◆ Written problem ◆
Your task is to transcribe the entries below exactly, beginning with the line containing "Could you point to the gray" and ending with the final line, and to add nothing else.

◆ Point placement records ◆
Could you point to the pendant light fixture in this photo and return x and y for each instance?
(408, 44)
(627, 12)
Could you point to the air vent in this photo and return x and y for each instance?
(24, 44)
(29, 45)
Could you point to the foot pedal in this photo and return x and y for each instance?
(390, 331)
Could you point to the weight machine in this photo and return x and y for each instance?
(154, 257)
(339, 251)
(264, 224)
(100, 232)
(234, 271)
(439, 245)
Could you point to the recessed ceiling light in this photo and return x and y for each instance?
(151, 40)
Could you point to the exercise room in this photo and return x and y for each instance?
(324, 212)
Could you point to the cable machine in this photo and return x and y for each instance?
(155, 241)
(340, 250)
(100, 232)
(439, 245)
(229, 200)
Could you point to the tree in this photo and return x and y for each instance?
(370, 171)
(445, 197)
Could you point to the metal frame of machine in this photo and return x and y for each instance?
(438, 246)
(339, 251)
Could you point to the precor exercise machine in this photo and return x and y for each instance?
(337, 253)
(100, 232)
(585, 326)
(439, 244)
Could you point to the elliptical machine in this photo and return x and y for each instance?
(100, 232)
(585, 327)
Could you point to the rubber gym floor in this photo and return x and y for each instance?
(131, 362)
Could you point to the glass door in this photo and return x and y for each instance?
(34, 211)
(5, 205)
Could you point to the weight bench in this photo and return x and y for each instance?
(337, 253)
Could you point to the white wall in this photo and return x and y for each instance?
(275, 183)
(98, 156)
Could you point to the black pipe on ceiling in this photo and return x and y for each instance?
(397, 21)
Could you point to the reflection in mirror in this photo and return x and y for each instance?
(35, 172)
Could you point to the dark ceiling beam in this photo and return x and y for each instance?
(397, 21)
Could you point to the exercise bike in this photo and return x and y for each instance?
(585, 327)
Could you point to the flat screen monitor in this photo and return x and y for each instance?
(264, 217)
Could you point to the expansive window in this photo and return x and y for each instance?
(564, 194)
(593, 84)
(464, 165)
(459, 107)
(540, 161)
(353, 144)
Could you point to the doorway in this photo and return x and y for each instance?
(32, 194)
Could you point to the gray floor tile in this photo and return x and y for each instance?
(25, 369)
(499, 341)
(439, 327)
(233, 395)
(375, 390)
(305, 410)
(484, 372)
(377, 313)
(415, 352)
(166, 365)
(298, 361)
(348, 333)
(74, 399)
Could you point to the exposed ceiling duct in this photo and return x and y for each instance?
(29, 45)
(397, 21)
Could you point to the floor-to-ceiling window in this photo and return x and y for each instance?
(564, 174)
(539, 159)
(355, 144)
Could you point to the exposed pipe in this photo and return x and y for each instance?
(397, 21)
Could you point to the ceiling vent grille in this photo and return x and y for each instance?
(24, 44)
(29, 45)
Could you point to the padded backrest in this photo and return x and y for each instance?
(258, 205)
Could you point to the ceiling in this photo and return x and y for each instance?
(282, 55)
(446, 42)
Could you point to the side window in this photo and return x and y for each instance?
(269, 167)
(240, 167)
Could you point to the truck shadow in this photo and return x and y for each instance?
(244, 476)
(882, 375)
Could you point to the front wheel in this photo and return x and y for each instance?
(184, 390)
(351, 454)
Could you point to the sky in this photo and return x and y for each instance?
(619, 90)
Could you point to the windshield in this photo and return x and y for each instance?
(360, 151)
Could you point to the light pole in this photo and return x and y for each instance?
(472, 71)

◆ Task output ◆
Could you point to the gray floor tile in this photo and return x and y for each instance?
(25, 369)
(499, 341)
(439, 327)
(233, 395)
(375, 390)
(305, 410)
(484, 372)
(377, 313)
(415, 352)
(166, 365)
(298, 361)
(348, 333)
(74, 399)
Could you point to the exposed ceiling duct in this photo and return x and y for each instance?
(29, 45)
(397, 21)
Could you point to the floor-to-ceiling window in this photo and return x and y for each instance?
(564, 174)
(539, 159)
(355, 144)
Could you point to the exposed pipe in this photo and return x and y for each instance?
(397, 21)
Could you point to the ceiling vent grille in this photo and return x and y for each instance?
(24, 44)
(29, 45)
Could you point to the padded backrest in this photo and return x and y for each instance?
(258, 205)
Could you point to the ceiling in this photo and return x and y for each instance?
(282, 55)
(446, 42)
Could you point to the side window in this photo and return x and y for each instance?
(269, 167)
(240, 167)
Could you point to the truck shadow in this photo and return x and y for each instance?
(244, 476)
(882, 375)
Could you point to the front wheel in this photo and return x and y for each instance?
(184, 390)
(351, 454)
Could you point to the sky in this photo and return x and y for each instance?
(619, 90)
Could you point to the windshield in this photo and return x and y for each instance?
(360, 151)
Could you point to the light pole in this photo and return x and y for each instance?
(472, 71)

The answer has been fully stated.